Prompt A: Can you condense the paragraph in the post about depression that begins "My sleeping was very bad" into a short list of its main facts?
Prompt B: What are the titles of the six parts that the post about depression is divided into?
Prompt C: Could you write what comes next in the post about depression, picking up after its last sentence?

==== Text segment

Everything I intend to say is based on my experience and premeditated. Every word is carefully selected and carefully writes down. Is really hard for me to leaped out of my comfort zone and confess out the entire journey of my depression. Please don’t judge me for it. I don’t know where to begin my story. I am in a mess which weight so much of mixed feelings. The butterflies in my stomach rage warfare. I am not here to seek attention, but this is something that I want to help anyone going through similar things to what I have experience so that you will never suffer alone. As a sufferer, I know the bitterness in life and therefore I am here to share out my experience and point out the serious of mental illness of depression. This will be going to be a long post so I will divide into six parts.
Part 1: Depression The Beginning
Part 2:Effect of Depression on Thinking and Behaviour
Part 3: Effect of Depression on Thinking and Behaviour
Part 4: Recover Life from Depression
Part 5: Parents, lectures, friends
Part 6: Anorexia nervosa, Bulimia nervosa, Eating disorder
Depression is not something that a person can ignore or simply will away. Rather, it is a serious disorder that affects the way a person eats, sleeps feels and thinks. The relationship between sleep and depressive illness is complex.
My sleeping was very bad. I got so worry whenever the night comes. I was haunted every night. Thoughts were everywhere that killing me slowly. It was difficulty getting off to sleep and often because of lying in bed with thoughts going round in my head. During the day and night I was crying uncontrollably. My mind was overdrive, ruminating about situations over which I have no control. And finally I get help form psychiatric doctor and I was diagnosing with major depression disorder. An inability to sleep that lasts over a long period of time is also an important clue that someone may be depressed. Eventually I was given sleeping pills from mile to heavy sleeping pills and also anti depression medication. I have been taking sleeping pills since 2009 to 2012. I couldn’t say I am free from these killer pills. Sometimes I get hunted due to my perfectionist attitude. One single matter may affect my mood which cogitate my psyche. Therefore, sleeping pills is one of the killer pills that I need the most.

========
==== Data for review

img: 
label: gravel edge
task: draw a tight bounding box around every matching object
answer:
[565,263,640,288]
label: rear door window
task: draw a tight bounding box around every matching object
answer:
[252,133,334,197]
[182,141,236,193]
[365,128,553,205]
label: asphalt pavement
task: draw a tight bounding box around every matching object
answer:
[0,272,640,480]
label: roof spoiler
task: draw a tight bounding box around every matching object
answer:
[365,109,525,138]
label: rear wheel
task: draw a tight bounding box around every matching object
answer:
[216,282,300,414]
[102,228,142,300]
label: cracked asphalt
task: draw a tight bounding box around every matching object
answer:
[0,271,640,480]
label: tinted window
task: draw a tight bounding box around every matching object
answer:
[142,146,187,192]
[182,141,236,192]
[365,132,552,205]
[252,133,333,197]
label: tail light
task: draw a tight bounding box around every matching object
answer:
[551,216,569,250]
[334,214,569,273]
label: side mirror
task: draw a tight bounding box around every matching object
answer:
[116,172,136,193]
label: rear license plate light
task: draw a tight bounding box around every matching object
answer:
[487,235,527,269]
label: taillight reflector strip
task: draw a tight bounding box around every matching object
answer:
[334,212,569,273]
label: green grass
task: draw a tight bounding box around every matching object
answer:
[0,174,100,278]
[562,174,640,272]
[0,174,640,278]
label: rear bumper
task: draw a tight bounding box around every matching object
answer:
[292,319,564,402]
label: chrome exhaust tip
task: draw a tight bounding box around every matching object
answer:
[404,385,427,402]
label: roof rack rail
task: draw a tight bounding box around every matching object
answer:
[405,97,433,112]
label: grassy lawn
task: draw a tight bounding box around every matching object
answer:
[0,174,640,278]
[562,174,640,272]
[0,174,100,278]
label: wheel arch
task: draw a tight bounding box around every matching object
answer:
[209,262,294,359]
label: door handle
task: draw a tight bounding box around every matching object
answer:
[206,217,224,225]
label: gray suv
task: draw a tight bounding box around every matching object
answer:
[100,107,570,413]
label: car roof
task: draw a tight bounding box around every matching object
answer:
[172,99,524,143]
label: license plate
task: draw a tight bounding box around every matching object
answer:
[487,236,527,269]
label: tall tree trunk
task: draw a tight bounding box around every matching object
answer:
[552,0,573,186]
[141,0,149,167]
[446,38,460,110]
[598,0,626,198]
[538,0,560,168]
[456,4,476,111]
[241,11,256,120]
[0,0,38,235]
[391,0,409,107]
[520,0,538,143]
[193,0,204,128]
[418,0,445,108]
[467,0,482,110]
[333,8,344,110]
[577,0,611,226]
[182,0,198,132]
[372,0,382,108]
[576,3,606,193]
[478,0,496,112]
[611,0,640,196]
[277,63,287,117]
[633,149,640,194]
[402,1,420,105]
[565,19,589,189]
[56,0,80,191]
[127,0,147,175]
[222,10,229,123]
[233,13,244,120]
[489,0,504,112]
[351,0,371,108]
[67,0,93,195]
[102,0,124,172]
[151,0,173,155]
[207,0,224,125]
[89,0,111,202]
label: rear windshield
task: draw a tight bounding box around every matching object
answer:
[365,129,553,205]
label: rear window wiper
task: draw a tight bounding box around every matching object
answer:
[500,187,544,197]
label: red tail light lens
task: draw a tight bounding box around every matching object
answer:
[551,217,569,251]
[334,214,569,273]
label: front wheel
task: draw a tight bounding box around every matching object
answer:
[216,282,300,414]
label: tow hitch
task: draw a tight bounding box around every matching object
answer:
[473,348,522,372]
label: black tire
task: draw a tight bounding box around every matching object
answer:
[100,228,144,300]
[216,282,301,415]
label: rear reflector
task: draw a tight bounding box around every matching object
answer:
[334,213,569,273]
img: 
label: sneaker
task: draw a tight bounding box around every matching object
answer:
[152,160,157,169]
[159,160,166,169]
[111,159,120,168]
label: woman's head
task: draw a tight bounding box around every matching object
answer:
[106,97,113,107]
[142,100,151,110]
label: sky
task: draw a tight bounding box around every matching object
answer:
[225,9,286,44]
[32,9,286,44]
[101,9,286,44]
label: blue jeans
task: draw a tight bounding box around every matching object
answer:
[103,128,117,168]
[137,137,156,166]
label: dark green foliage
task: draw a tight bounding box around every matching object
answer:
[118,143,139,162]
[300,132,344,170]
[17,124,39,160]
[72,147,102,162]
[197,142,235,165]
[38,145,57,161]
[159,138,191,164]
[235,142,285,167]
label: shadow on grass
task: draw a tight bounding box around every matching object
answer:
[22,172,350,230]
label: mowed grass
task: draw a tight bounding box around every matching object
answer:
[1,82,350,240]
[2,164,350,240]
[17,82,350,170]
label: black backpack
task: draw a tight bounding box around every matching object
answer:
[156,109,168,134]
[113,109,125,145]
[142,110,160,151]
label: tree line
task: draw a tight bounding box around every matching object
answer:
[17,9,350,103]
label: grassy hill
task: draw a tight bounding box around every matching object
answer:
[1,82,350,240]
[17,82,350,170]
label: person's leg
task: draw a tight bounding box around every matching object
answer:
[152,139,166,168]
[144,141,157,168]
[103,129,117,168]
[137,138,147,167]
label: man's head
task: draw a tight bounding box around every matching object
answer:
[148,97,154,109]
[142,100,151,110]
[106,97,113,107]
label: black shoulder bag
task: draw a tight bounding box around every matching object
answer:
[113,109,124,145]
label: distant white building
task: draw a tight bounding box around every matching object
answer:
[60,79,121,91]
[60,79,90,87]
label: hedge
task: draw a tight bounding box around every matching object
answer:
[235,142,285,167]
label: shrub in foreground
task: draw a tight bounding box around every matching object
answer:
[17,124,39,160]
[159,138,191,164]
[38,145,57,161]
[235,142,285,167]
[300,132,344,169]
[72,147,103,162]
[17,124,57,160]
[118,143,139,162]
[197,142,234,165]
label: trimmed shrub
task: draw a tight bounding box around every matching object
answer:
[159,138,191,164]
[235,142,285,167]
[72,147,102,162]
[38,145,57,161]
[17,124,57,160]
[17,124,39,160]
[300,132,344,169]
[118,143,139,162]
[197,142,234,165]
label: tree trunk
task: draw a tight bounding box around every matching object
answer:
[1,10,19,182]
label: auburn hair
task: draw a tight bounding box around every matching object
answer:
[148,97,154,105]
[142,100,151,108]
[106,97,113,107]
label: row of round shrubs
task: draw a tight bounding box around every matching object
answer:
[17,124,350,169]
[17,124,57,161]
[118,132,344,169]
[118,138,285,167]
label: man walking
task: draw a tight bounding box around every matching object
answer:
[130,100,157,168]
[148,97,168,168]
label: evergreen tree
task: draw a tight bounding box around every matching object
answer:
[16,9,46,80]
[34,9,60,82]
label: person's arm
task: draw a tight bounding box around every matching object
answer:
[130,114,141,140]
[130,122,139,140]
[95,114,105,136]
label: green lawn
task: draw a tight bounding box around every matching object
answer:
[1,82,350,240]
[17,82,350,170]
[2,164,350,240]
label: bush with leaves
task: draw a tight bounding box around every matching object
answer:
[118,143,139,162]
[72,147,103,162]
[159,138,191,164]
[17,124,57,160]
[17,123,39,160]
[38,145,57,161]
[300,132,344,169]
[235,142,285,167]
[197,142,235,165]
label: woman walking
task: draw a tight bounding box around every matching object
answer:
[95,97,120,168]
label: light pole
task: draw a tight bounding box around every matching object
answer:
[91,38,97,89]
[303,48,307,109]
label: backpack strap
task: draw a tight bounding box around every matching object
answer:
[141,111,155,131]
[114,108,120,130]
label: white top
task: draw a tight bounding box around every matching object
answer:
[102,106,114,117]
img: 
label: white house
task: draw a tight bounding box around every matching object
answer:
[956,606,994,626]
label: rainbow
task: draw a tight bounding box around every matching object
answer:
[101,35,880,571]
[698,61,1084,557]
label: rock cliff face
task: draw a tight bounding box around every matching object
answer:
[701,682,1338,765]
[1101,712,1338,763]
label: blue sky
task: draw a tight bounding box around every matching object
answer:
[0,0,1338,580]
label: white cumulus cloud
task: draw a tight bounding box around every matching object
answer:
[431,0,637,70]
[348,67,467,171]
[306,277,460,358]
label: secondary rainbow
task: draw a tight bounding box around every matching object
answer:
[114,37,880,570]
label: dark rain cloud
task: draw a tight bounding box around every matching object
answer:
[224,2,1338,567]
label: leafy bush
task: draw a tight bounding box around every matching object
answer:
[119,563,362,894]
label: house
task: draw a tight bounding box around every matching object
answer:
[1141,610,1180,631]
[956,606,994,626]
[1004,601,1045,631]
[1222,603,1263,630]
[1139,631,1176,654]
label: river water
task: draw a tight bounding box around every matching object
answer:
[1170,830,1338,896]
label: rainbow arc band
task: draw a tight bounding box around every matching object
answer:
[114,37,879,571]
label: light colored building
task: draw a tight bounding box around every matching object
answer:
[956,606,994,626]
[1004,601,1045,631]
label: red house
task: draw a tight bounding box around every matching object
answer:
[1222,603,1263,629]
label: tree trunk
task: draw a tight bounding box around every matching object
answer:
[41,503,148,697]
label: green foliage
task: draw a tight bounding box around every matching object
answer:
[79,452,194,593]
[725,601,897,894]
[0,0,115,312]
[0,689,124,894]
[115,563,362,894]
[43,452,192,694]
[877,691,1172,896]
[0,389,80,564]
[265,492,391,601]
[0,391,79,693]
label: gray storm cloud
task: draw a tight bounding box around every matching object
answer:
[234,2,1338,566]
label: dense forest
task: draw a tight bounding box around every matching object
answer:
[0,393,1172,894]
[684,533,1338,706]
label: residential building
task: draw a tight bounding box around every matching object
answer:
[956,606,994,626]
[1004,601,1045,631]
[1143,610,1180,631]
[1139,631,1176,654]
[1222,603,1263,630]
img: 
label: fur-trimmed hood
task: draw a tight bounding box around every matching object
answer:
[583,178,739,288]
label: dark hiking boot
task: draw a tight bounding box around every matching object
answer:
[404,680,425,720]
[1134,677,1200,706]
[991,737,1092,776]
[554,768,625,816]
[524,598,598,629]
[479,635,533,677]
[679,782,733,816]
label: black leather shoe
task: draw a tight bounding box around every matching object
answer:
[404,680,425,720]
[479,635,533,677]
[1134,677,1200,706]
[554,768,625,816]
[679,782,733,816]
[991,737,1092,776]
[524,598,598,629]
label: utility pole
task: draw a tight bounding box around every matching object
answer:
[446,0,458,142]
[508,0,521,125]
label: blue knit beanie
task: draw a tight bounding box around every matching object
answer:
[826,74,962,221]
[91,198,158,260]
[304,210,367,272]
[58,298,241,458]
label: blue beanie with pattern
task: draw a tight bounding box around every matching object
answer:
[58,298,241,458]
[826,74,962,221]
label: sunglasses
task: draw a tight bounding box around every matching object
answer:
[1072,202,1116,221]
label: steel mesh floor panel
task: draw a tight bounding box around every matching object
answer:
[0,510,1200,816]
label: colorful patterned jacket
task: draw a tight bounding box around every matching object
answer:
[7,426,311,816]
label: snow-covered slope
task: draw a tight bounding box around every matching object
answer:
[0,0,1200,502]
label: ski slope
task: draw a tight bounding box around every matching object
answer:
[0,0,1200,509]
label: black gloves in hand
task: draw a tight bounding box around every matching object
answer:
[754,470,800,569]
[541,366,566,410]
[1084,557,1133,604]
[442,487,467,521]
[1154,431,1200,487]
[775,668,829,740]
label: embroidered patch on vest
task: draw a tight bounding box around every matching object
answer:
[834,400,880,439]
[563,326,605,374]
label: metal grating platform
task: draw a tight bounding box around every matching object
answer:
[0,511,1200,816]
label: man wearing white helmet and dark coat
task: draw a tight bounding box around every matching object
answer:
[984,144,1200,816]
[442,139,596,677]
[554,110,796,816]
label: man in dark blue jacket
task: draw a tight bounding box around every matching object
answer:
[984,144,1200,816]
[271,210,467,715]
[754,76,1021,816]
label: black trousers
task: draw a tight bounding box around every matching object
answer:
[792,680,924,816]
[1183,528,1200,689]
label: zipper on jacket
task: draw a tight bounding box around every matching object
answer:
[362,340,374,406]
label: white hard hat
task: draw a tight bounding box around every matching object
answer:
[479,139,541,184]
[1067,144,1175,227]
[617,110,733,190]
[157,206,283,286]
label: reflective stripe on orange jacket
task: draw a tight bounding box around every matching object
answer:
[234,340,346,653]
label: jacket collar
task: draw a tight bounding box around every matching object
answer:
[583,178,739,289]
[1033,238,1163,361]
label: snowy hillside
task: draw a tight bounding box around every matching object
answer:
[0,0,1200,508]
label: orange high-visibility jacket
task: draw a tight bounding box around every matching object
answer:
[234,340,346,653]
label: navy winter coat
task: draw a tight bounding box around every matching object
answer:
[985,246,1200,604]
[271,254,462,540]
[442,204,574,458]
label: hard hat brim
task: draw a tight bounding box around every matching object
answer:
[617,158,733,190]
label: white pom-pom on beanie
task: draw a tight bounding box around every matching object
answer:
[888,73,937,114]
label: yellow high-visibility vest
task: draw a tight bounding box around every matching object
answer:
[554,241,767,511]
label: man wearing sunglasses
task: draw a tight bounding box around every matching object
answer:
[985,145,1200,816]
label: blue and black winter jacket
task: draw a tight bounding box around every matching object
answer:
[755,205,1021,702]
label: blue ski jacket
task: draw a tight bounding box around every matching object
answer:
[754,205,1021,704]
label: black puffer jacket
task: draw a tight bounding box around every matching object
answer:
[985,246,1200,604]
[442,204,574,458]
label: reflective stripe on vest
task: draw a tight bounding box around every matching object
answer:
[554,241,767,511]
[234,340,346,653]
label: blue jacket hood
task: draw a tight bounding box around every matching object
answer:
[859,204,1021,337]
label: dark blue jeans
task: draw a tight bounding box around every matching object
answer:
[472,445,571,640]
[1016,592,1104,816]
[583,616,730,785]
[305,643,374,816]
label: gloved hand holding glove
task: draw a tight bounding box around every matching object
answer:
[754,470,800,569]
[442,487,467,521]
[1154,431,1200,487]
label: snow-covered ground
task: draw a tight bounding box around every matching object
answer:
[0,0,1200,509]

========

Exercise response A:
- The writer slept badly, dreaded each night, and lay awake with racing thoughts.
- The writer cried uncontrollably day and night and kept ruminating on situations beyond their control.
- A psychiatric doctor diagnosed major depression disorder.
- Long-lasting inability to sleep can be an important clue to depression.
- The writer was prescribed sleeping pills and antidepressant medication and took sleeping pills from 2009 to 2012.
- The writer does not consider themselves free of the pills.
- A perfectionist attitude and even a single matter can upset the writer's mood, so sleeping pills remain what the writer needs most.

Exercise response B:
1. Depression The Beginning
2. Effect of Depression on Thinking and Behaviour
3. Effect of Depression on Thinking and Behaviour
4. Recover Life from Depression
5. Parents, lectures, friends
6. Anorexia nervosa, Bulimia nervosa, Eating disorder

Exercise response C:
Anxiety disorder is characterized by emotional, physical, and behavioural symptoms that create an unpleasant feeling that is typically described as uneasiness, fear, or worry. The worry is frequently accompanied by physical symptoms, especially fatigue, headaches, muscle tension, muscle aches, difficulty swallowing, trembling, twitching, irritability, sweating, and hot flashes.
How to cope with anxiety? Due to depression I become a low self-esteem person and I keep hiding away from people. I look very strong in the front of my friend but deep inside me I was broken. My attitude changed form a happy-go-luck girl to a very depress person and lost self-worth. I keep hiding myself in my room and cry. Slowly I developed anxiety and panic disorder. Chocolate is one of the foods that cure my panic disorder because chocolate prompts the release of certain chemicals in the brain, such as dopamine, that produce feelings of pleasure. Chocolate may contribute a short-term boost in mood followed by a return to depression or a worsened mood. I get panic very easily especially during my exam period, at crowded places and night time. Panic attack cannot be avoided easily. It happens on a sudden. Even I look so calm but deep inside me I was grasping for air. My panic is getting lesser but this cannot be confirm that I am completely healed. But I’m glad that I can survive until today.